**TEXT EXCERPT**
Posted on 30 January 2010 by Sustainability Digest

by Jigar Shah, Founder SunEdison and CEO of the Carbon War Room

As wind come out at a robust 9.9GW in 2009, Solar at maybe 600MW, etc, it looks like the zero-emissions folks will again install a majority of incremental MWs. The balance is mostly natural gas a little bit of Coal. Getting this number of 100% by 2012 and then above 100% by 2015 will be critical to achieving emissions reductions in our electricity sector. So what are the barriers:

1) Project Finance — we have to acknowledge that the arms race that we have on the tax credit side has to be reversed. Natural gas, coal, wind, solar, etc will have to agree to eliminate their Federal Tax Credits. If we can take all fossil fuel credits a phase them out over a few years and allow the wind and solar credit to expire when they are due, project finance would get a lot easier and you could go offshore for the money.

**DATASET EXCERPTS**

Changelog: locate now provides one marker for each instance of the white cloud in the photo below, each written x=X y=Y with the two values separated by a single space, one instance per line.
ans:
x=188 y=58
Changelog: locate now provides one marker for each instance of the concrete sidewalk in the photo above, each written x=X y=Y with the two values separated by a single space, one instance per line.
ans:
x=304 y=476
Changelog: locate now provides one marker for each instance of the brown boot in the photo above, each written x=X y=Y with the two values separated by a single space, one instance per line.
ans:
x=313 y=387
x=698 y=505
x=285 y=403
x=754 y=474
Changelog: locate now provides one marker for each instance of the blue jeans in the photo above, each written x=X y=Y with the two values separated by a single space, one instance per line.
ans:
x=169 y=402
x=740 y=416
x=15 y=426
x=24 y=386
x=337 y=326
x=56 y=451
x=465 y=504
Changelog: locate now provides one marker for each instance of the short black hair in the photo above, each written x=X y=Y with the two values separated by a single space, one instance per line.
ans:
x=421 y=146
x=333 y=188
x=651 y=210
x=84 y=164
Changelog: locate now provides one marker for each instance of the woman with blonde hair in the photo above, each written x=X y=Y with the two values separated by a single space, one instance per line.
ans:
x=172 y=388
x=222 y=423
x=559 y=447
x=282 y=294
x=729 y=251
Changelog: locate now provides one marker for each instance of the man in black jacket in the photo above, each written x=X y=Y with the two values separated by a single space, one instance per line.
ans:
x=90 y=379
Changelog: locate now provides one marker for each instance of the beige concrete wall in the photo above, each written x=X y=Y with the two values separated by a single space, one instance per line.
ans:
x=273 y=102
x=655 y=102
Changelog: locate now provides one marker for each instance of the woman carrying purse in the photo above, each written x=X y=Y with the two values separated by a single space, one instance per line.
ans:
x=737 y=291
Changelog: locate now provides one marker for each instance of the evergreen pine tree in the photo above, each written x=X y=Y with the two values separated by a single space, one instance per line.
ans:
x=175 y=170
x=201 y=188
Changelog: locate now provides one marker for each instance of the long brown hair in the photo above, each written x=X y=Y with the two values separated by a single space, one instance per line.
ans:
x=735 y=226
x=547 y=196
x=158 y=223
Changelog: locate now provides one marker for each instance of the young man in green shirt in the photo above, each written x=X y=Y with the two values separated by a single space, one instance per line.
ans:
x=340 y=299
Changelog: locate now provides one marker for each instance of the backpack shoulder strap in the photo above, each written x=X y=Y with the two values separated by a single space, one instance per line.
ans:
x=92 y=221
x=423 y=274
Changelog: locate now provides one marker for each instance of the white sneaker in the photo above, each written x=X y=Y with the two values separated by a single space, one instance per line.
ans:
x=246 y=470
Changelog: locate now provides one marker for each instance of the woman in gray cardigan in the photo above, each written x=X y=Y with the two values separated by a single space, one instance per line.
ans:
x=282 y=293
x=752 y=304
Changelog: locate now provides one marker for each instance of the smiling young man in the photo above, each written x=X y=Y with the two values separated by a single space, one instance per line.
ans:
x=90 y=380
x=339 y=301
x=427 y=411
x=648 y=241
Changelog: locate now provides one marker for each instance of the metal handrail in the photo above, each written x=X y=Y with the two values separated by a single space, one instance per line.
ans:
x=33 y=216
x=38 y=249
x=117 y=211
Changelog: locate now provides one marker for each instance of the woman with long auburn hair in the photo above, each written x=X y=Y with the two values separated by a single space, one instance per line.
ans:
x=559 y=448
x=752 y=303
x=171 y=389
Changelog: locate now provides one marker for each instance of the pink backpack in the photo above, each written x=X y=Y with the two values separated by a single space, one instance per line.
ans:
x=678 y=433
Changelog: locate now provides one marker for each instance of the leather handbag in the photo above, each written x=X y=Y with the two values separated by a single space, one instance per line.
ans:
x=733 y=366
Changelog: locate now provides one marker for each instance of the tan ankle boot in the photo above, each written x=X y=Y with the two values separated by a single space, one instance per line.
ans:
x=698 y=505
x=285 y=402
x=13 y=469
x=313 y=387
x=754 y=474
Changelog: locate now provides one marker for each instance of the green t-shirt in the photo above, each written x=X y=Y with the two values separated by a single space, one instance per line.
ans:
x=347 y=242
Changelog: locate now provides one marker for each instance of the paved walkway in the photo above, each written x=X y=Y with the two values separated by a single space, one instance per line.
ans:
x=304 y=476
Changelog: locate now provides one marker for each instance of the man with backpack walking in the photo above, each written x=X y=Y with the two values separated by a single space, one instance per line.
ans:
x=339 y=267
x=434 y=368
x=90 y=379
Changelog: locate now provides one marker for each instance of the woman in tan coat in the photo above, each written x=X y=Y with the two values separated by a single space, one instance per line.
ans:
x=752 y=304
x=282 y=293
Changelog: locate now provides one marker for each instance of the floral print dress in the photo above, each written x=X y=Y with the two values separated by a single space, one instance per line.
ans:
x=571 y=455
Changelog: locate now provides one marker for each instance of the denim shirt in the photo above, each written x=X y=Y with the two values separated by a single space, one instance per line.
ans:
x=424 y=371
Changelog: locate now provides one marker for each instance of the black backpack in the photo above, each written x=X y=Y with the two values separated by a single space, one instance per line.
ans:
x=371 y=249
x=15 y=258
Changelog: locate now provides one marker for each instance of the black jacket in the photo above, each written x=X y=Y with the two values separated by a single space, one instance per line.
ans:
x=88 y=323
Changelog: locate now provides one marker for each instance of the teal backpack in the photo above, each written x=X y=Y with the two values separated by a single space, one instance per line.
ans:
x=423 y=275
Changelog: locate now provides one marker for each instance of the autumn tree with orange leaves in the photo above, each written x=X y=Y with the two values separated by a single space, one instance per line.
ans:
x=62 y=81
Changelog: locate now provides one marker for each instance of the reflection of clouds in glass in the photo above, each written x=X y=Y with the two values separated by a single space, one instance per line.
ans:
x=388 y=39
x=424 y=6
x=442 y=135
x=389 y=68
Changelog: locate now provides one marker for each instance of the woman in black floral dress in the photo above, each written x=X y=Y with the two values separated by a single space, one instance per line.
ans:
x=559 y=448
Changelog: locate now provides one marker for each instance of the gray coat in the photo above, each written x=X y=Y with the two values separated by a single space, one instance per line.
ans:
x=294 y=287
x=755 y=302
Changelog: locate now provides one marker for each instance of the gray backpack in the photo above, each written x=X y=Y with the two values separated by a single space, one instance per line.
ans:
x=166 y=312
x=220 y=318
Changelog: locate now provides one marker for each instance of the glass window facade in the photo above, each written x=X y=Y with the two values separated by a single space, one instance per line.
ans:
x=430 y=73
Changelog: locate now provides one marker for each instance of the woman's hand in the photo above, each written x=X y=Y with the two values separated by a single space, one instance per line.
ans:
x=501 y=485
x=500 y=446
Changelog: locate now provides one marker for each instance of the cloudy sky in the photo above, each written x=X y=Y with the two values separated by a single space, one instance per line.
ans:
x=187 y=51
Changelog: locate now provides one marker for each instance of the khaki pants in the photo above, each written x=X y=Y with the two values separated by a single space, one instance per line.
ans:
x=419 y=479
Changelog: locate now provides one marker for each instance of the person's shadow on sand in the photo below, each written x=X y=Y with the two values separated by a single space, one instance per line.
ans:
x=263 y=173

**OBJECTIVE**
Continue the blog post on barriers to zero-emissions electricity from its last sentence. None of the rows are needed here.

**SOLVED EXERCISE**
2) Respect — we are still looking to build new Nuclear, Coal, and other resources when we can show on paper that distributed energy combined with aggressive energy efficiency, smart grid, and storage can compete favorably while creating more jobs. This means that we need the DOE and other credible bodies to start publishing research in this area at an accelerating pace.
3) Liquidity support — many renewables projects can cost less than $10MM. For these project, efficient access to capital markets are difficult. Using a Fannie Mae like body to buy these projects under fixed rate of return formulas and selling them to Wall Street would help bring liquidity to the system
The technology is ready to meet the price points of the electricity industry, but integration and scaling takes a level of cooperation that we have here-to-for not seen. This can be done without more money from the Federal budget and at a cost that is less than new Coal, new Nuclear, and new Transmission.
Watching this play out will be fun. For more information this is a good report from Black and Veatch.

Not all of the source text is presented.